**YOUR OBJECTIVE**
Work through the records below and copy every line that includes "background".

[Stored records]
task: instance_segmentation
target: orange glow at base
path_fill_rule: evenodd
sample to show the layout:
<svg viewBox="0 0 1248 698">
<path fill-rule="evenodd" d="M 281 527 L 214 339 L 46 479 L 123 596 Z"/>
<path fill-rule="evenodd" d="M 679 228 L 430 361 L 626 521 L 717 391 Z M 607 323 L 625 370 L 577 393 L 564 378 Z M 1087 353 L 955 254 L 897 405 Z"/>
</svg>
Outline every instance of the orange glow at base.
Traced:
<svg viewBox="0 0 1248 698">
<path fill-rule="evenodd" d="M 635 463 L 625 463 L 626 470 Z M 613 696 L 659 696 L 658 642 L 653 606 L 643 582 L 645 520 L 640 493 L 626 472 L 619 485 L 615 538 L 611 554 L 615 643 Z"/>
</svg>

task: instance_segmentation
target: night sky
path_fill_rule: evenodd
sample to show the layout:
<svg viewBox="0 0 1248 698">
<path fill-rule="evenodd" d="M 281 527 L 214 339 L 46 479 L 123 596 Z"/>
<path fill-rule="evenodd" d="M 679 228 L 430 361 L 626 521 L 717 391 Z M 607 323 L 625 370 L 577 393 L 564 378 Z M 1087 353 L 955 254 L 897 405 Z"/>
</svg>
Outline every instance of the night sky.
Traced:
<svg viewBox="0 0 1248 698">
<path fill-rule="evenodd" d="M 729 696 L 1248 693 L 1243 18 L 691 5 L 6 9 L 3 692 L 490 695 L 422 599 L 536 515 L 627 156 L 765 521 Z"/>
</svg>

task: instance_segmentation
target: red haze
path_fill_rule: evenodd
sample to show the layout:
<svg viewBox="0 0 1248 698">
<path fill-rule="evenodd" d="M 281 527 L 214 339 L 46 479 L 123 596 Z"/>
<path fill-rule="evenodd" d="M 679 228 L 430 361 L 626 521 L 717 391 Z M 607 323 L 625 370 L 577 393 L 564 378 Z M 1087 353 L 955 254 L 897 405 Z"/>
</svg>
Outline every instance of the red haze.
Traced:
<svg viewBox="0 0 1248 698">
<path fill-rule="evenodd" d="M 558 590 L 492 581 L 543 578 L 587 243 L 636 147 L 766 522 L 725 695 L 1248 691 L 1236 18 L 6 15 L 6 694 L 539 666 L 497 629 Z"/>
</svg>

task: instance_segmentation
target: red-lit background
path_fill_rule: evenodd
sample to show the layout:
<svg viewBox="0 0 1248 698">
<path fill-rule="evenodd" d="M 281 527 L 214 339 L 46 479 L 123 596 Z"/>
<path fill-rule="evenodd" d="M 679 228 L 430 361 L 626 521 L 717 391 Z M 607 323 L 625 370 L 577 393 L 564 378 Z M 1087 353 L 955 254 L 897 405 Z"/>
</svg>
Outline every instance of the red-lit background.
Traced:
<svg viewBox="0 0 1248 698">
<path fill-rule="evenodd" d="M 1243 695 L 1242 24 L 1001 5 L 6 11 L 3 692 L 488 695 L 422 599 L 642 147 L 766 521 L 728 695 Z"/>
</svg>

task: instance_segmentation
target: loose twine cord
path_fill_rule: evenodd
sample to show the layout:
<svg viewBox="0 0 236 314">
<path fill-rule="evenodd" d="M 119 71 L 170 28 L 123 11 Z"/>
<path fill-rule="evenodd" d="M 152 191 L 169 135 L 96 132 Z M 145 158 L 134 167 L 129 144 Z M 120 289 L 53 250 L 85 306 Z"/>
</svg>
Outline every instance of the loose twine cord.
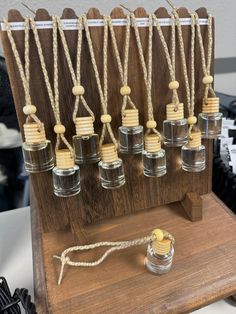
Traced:
<svg viewBox="0 0 236 314">
<path fill-rule="evenodd" d="M 197 36 L 198 36 L 201 59 L 202 59 L 202 70 L 205 76 L 209 76 L 210 71 L 211 71 L 211 60 L 212 60 L 212 50 L 213 50 L 213 32 L 212 32 L 212 19 L 213 18 L 212 18 L 212 15 L 209 14 L 208 16 L 208 51 L 207 51 L 207 60 L 206 60 L 202 33 L 201 33 L 201 28 L 200 28 L 200 23 L 199 23 L 199 17 L 197 13 L 195 13 L 194 16 L 195 16 L 195 21 L 196 21 Z M 212 83 L 206 84 L 205 86 L 205 93 L 204 93 L 205 100 L 208 98 L 209 93 L 213 97 L 216 97 L 216 94 L 212 87 Z"/>
<path fill-rule="evenodd" d="M 143 69 L 143 74 L 144 74 L 144 82 L 146 85 L 147 89 L 147 106 L 148 106 L 148 120 L 153 120 L 154 121 L 154 115 L 153 115 L 153 104 L 152 104 L 152 36 L 153 36 L 153 19 L 152 15 L 150 14 L 148 16 L 148 61 L 147 61 L 147 66 L 146 62 L 144 59 L 144 54 L 143 54 L 143 48 L 142 48 L 142 43 L 140 39 L 140 34 L 138 30 L 138 25 L 135 19 L 134 13 L 131 13 L 131 19 L 132 19 L 132 24 L 134 26 L 134 33 L 135 33 L 135 38 L 137 42 L 137 47 L 138 47 L 138 52 L 139 52 L 139 57 L 140 57 L 140 62 L 142 65 Z M 148 129 L 146 132 L 146 135 L 148 135 L 150 132 L 156 133 L 159 137 L 159 139 L 162 139 L 162 135 L 158 132 L 156 128 Z"/>
<path fill-rule="evenodd" d="M 97 63 L 94 55 L 94 48 L 93 43 L 88 27 L 88 20 L 85 14 L 82 16 L 84 28 L 85 28 L 85 34 L 88 42 L 89 52 L 91 56 L 91 61 L 93 65 L 93 70 L 95 73 L 95 78 L 98 86 L 98 92 L 100 96 L 100 102 L 101 102 L 101 108 L 103 111 L 103 115 L 107 115 L 107 102 L 108 102 L 108 85 L 107 85 L 107 49 L 108 49 L 108 17 L 104 16 L 104 34 L 103 34 L 103 90 L 101 85 L 101 80 L 98 73 Z M 102 133 L 100 137 L 100 146 L 103 144 L 106 132 L 110 135 L 110 138 L 115 145 L 116 149 L 118 148 L 118 143 L 115 139 L 114 133 L 111 128 L 110 122 L 103 123 L 102 127 Z"/>
<path fill-rule="evenodd" d="M 6 26 L 7 36 L 8 36 L 8 39 L 10 41 L 12 52 L 13 52 L 13 55 L 15 57 L 15 61 L 16 61 L 16 64 L 17 64 L 17 67 L 18 67 L 18 70 L 20 73 L 20 78 L 22 81 L 24 94 L 25 94 L 25 105 L 31 106 L 32 101 L 31 101 L 31 96 L 30 96 L 30 59 L 29 59 L 29 29 L 30 29 L 30 27 L 29 27 L 29 18 L 28 17 L 25 18 L 25 29 L 24 29 L 24 31 L 25 31 L 25 38 L 24 38 L 25 69 L 24 69 L 23 64 L 21 62 L 20 55 L 19 55 L 19 52 L 17 50 L 14 37 L 12 35 L 11 25 L 6 19 L 4 19 L 4 24 Z M 36 122 L 38 124 L 38 130 L 40 131 L 42 129 L 42 122 L 34 113 L 31 113 L 27 116 L 26 123 L 30 123 L 31 120 L 33 120 L 34 122 Z"/>
<path fill-rule="evenodd" d="M 56 17 L 52 17 L 53 20 L 53 70 L 54 70 L 54 96 L 52 91 L 52 86 L 49 81 L 48 71 L 45 64 L 45 59 L 43 55 L 42 45 L 39 39 L 38 30 L 36 28 L 35 21 L 30 18 L 31 28 L 34 33 L 35 43 L 38 50 L 39 60 L 44 75 L 44 81 L 47 87 L 51 107 L 55 116 L 56 124 L 61 125 L 60 117 L 60 103 L 59 103 L 59 87 L 58 87 L 58 41 L 57 41 L 57 20 Z M 69 144 L 63 133 L 57 134 L 56 150 L 60 147 L 60 142 L 63 142 L 65 146 L 70 150 L 71 156 L 74 156 L 74 151 L 72 146 Z"/>
<path fill-rule="evenodd" d="M 160 40 L 161 40 L 161 43 L 162 43 L 162 46 L 164 49 L 167 65 L 168 65 L 169 72 L 170 72 L 171 81 L 175 81 L 176 80 L 176 76 L 175 76 L 175 52 L 176 52 L 175 18 L 172 14 L 171 15 L 171 52 L 169 52 L 165 37 L 164 37 L 163 32 L 162 32 L 162 28 L 161 28 L 160 23 L 158 21 L 158 18 L 156 17 L 155 14 L 153 14 L 153 20 L 155 21 L 156 29 L 157 29 L 157 32 L 159 34 L 159 37 L 160 37 Z M 177 89 L 173 89 L 172 91 L 173 91 L 172 103 L 175 104 L 175 108 L 178 110 L 178 105 L 179 105 L 178 92 L 177 92 Z"/>
<path fill-rule="evenodd" d="M 154 236 L 147 236 L 140 239 L 135 239 L 131 241 L 121 241 L 121 242 L 98 242 L 95 244 L 89 244 L 89 245 L 82 245 L 82 246 L 74 246 L 71 248 L 66 249 L 61 253 L 61 256 L 54 255 L 54 258 L 57 258 L 61 261 L 61 270 L 58 278 L 58 285 L 62 282 L 63 272 L 65 265 L 69 266 L 76 266 L 76 267 L 95 267 L 100 265 L 107 257 L 114 251 L 120 251 L 127 249 L 132 246 L 139 246 L 146 244 L 150 241 L 154 240 Z M 98 247 L 102 246 L 111 246 L 110 249 L 108 249 L 98 260 L 93 262 L 72 262 L 67 256 L 67 254 L 74 252 L 74 251 L 85 251 L 85 250 L 93 250 Z"/>
<path fill-rule="evenodd" d="M 108 25 L 109 25 L 110 34 L 111 34 L 111 40 L 112 40 L 113 49 L 114 49 L 114 53 L 115 53 L 115 57 L 116 57 L 117 65 L 118 65 L 118 70 L 120 73 L 120 79 L 123 86 L 128 85 L 128 63 L 129 63 L 129 47 L 130 47 L 130 16 L 129 15 L 126 16 L 126 20 L 127 20 L 127 23 L 126 23 L 126 32 L 125 32 L 124 65 L 122 66 L 121 57 L 120 57 L 117 40 L 116 40 L 116 35 L 115 35 L 114 28 L 112 25 L 112 19 L 110 16 L 108 17 Z M 127 108 L 128 104 L 131 106 L 131 108 L 136 109 L 136 106 L 131 100 L 131 97 L 129 95 L 124 95 L 122 109 L 121 109 L 122 115 L 124 115 L 124 110 Z"/>
<path fill-rule="evenodd" d="M 82 51 L 82 39 L 83 39 L 83 21 L 82 21 L 82 17 L 80 16 L 78 18 L 78 39 L 77 39 L 77 58 L 76 58 L 76 72 L 74 71 L 73 68 L 73 64 L 72 64 L 72 60 L 71 60 L 71 56 L 70 56 L 70 52 L 69 52 L 69 48 L 68 48 L 68 44 L 66 41 L 66 37 L 65 37 L 65 33 L 62 29 L 62 23 L 61 23 L 61 19 L 57 16 L 57 25 L 58 25 L 58 29 L 59 29 L 59 33 L 61 36 L 61 41 L 62 41 L 62 46 L 65 52 L 65 56 L 66 56 L 66 60 L 67 60 L 67 64 L 70 70 L 70 74 L 71 74 L 71 78 L 73 81 L 74 86 L 80 86 L 81 85 L 81 75 L 80 75 L 80 67 L 81 67 L 81 51 Z M 77 117 L 77 113 L 78 113 L 78 109 L 79 109 L 79 102 L 81 100 L 82 105 L 84 106 L 85 110 L 87 110 L 87 112 L 89 113 L 89 115 L 92 117 L 93 121 L 95 121 L 95 116 L 93 111 L 90 109 L 90 107 L 88 106 L 85 98 L 83 95 L 78 95 L 75 97 L 75 105 L 74 105 L 74 111 L 73 111 L 73 121 L 74 123 L 76 123 L 76 117 Z"/>
<path fill-rule="evenodd" d="M 178 38 L 179 38 L 179 45 L 180 45 L 180 56 L 181 56 L 181 64 L 183 68 L 183 75 L 186 87 L 186 94 L 187 94 L 187 108 L 189 117 L 194 116 L 194 107 L 195 107 L 195 68 L 194 68 L 194 47 L 195 47 L 195 18 L 194 14 L 191 14 L 191 86 L 188 79 L 188 70 L 186 64 L 186 56 L 184 50 L 184 40 L 183 40 L 183 33 L 182 27 L 180 23 L 179 15 L 176 9 L 173 11 L 174 17 L 176 19 L 176 25 L 178 29 Z M 191 138 L 193 124 L 189 127 L 189 136 Z"/>
</svg>

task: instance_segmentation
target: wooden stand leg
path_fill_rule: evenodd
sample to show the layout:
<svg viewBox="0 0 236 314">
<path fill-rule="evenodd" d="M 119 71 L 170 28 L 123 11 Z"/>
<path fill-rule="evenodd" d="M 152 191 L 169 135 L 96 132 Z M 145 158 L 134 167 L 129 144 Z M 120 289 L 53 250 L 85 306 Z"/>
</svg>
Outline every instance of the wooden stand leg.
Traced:
<svg viewBox="0 0 236 314">
<path fill-rule="evenodd" d="M 84 245 L 89 243 L 88 236 L 81 221 L 71 223 L 71 230 L 74 234 L 76 244 Z"/>
<path fill-rule="evenodd" d="M 191 221 L 202 219 L 202 199 L 198 193 L 187 193 L 181 204 Z"/>
</svg>

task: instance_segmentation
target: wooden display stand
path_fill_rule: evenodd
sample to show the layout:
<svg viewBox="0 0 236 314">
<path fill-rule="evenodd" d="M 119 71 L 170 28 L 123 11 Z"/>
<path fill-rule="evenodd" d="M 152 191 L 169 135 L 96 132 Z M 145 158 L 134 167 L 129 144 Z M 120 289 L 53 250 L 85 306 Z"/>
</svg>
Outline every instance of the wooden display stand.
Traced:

**ANSWER FOR THIS EXERCISE**
target: red-lit background
Outline every instance of the red-lit background.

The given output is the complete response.